> **Instruction 1**
Below is a news report on ITC shares, followed by a listing. List every percentage figure that appears in the ITC shares report, in the order they occur.

[BEGIN Document extract]

Daijiworld Media Network – New Delhi
New Delhi, May 28: In a jolt to Dalal Street, ITC shares plunged over 5% in early trade on Wednesday after reports surfaced that British American Tobacco (BAT), the largest stakeholder in the FMCG-to-tobacco major, is planning a Rs 11,600 crore ($1.4 billion) stake sale via a block deal.
At the opening bell, ITC shares fell 4.33% to Rs 415.10 on the Bombay Stock Exchange (BSE) and slipped 4.81% to Rs 413 on the National Stock Exchange (NSE), making it the biggest drag on the BSE Sensex.
The transaction, routed through BAT's wholly owned arm Tobacco Manufacturers (India) Ltd, will reduce its stake in ITC from 25.44% to 23.1%. The shares are being offered at a floor price of Rs 400 apiece, marking a 7.8% discount from ITC’s last closing price on May 27.
Market expert VK Vijayakumar, Chief Investment Strategist at Geojit Financial Services, commented, “BAT's decision to sell a 2.3% stake in ITC will keep the stock subdued for the near term.”

[END Document extract]
[BEGIN Records supplied]

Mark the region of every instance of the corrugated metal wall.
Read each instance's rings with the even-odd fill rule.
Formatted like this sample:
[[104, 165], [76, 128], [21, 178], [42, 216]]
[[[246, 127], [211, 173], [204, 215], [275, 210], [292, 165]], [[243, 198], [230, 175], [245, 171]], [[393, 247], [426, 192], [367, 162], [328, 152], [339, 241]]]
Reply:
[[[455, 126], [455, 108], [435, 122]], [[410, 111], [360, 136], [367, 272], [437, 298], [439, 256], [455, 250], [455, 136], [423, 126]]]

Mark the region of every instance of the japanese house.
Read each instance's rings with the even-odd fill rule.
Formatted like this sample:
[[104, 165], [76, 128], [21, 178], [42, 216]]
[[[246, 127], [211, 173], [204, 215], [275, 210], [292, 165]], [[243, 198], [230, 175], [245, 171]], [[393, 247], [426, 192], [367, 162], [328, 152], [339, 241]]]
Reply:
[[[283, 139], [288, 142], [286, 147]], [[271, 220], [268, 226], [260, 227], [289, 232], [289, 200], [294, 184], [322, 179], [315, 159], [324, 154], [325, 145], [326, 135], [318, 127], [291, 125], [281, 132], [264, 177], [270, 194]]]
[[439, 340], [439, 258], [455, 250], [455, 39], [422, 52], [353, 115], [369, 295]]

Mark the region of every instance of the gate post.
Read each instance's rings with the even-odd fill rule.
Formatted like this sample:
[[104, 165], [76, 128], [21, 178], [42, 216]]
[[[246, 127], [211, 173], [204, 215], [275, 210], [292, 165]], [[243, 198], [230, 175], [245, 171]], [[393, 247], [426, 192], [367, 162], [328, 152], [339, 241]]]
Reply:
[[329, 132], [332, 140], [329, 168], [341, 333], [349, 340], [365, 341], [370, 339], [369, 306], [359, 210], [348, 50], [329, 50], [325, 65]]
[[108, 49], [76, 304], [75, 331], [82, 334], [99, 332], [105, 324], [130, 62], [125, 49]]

[END Records supplied]

> **Instruction 2**
Output the lines of the listing as a Markdown table with the columns Row and Line. Cover the lines from the start of the listing up to and including the line containing "115], [369, 295]]", and leave out blank lines.

> **Exercise response 1**
5%, 4.33%, 4.81%, 25.44%, 23.1%, 7.8%, 2.3%

> **Exercise response 2**
| Row | Line |
|---|---|
| 1 | Mark the region of every instance of the corrugated metal wall. |
| 2 | Read each instance's rings with the even-odd fill rule. |
| 3 | Formatted like this sample: |
| 4 | [[104, 165], [76, 128], [21, 178], [42, 216]] |
| 5 | [[[246, 127], [211, 173], [204, 215], [275, 210], [292, 165]], [[243, 198], [230, 175], [245, 171]], [[393, 247], [426, 192], [367, 162], [328, 152], [339, 241]]] |
| 6 | Reply: |
| 7 | [[[455, 126], [455, 108], [435, 122]], [[410, 111], [360, 136], [367, 272], [437, 298], [439, 256], [455, 250], [455, 136], [423, 126]]] |
| 8 | Mark the region of every instance of the japanese house. |
| 9 | Read each instance's rings with the even-odd fill rule. |
| 10 | Formatted like this sample: |
| 11 | [[104, 165], [76, 128], [21, 178], [42, 216]] |
| 12 | [[[246, 127], [211, 173], [204, 215], [275, 210], [292, 165]], [[243, 198], [230, 175], [245, 171]], [[393, 247], [426, 192], [367, 162], [328, 152], [339, 241]]] |
| 13 | Reply: |
| 14 | [[[283, 139], [288, 142], [286, 147]], [[271, 220], [268, 226], [260, 227], [289, 232], [289, 200], [294, 184], [322, 179], [315, 159], [324, 154], [325, 145], [326, 135], [318, 127], [291, 125], [281, 132], [264, 177], [270, 194]]] |
| 15 | [[439, 340], [439, 258], [455, 250], [455, 39], [422, 52], [353, 115], [369, 295]] |